[Exercise requirements]
Convert every line of the items below into a JSON list of strings, one string per line, omitting any blank lines.

○ ○ ○

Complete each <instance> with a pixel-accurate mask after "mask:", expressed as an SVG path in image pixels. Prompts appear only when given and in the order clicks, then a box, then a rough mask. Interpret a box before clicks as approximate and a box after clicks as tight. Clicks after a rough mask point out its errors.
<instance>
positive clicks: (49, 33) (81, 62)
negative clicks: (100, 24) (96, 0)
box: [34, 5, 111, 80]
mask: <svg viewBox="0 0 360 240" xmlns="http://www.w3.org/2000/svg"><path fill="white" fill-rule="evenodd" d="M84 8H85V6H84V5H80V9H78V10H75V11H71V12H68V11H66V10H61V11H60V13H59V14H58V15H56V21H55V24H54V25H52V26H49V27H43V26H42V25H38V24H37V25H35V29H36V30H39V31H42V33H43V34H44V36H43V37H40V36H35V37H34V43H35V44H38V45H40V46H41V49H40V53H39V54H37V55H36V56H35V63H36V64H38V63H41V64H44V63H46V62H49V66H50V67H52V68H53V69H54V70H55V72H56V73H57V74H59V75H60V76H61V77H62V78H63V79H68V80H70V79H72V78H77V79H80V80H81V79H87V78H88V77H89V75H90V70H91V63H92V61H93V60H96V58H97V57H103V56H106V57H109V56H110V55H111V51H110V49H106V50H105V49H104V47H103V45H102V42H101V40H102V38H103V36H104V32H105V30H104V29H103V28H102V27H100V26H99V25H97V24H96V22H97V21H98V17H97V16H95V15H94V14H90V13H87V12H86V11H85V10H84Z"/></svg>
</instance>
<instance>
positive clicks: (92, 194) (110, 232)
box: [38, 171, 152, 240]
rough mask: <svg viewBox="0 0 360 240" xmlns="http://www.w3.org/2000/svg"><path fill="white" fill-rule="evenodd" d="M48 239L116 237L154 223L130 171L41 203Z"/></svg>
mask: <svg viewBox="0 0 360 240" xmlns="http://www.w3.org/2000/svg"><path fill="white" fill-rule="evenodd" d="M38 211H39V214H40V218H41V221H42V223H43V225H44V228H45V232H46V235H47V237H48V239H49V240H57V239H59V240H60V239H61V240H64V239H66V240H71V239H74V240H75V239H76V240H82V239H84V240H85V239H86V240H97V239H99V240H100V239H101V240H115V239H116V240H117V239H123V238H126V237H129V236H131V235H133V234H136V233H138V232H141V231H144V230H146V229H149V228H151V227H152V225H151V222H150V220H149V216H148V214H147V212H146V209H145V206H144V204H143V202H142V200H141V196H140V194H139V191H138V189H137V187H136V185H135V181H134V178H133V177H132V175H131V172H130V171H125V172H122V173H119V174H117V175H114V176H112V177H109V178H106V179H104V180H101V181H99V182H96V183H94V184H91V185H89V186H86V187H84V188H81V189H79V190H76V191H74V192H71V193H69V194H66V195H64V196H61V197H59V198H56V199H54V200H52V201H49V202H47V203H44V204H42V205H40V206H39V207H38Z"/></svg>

○ ○ ○

[Answer]
[
  "Complete each <instance> with a pixel-accurate mask after \"mask:\", expressed as an SVG path in image pixels. Prompts appear only when given and in the order clicks, then a box, then a rough mask. Interpret a box before clicks as approximate and a box after clicks as tight. Clicks after a rough mask point out its errors.",
  "<instance>",
  "positive clicks: (49, 33) (81, 62)",
  "negative clicks: (100, 24) (96, 0)",
  "box: [34, 5, 111, 80]",
  "mask: <svg viewBox=\"0 0 360 240\" xmlns=\"http://www.w3.org/2000/svg\"><path fill=\"white\" fill-rule=\"evenodd\" d=\"M84 8H85V6H84V5H80V9H78V10H75V11H71V12H68V11H66V10H61V11H60V13H59V14H58V15H56V21H55V24H54V25H52V26H49V27H43V26H42V25H38V24H37V25H35V29H36V30H39V31H42V33H43V34H44V36H43V37H40V36H35V37H34V43H35V44H38V45H40V46H41V49H40V53H39V54H37V55H36V56H35V63H36V64H38V63H41V64H44V63H46V62H49V66H50V67H52V68H53V69H54V70H55V72H56V73H57V74H59V75H60V76H61V77H62V78H63V79H68V80H70V79H72V78H77V79H80V80H81V79H87V78H88V77H89V75H90V70H91V63H92V61H93V60H96V58H97V57H103V56H106V57H109V56H110V55H111V51H110V49H106V50H105V49H104V47H103V45H102V42H101V40H102V38H103V36H104V32H105V30H104V29H103V28H102V27H100V26H99V25H97V24H96V22H97V21H98V17H97V16H95V15H94V14H90V13H87V12H86V11H85V10H84Z\"/></svg>",
  "</instance>",
  "<instance>",
  "positive clicks: (92, 194) (110, 232)",
  "box: [38, 171, 152, 240]",
  "rough mask: <svg viewBox=\"0 0 360 240\" xmlns=\"http://www.w3.org/2000/svg\"><path fill=\"white\" fill-rule=\"evenodd\" d=\"M48 239L116 237L154 223L130 171L41 203Z\"/></svg>",
  "mask: <svg viewBox=\"0 0 360 240\" xmlns=\"http://www.w3.org/2000/svg\"><path fill=\"white\" fill-rule=\"evenodd\" d=\"M38 211H39V214H40V218H41V221H42V223H43V225H44V228H45V232H46V235H47V237H48V239H49V240H57V239H59V240H60V239H61V240H64V239H66V240H71V239H74V240H75V239H76V240H82V239H84V240H85V239H86V240H97V239H99V240H100V239H101V240H115V239H116V240H117V239H123V238H126V237H129V236H131V235H133V234H136V233H138V232H141V231H144V230H146V229H149V228H151V227H152V225H151V222H150V220H149V216H148V214H147V212H146V209H145V206H144V204H143V202H142V200H141V196H140V194H139V191H138V189H137V187H136V185H135V181H134V178H133V177H132V175H131V172H130V171H125V172H122V173H119V174H117V175H114V176H112V177H109V178H106V179H104V180H101V181H99V182H96V183H94V184H91V185H89V186H86V187H84V188H81V189H79V190H76V191H74V192H71V193H69V194H66V195H64V196H61V197H59V198H56V199H54V200H52V201H49V202H47V203H44V204H42V205H40V206H39V207H38Z\"/></svg>"
]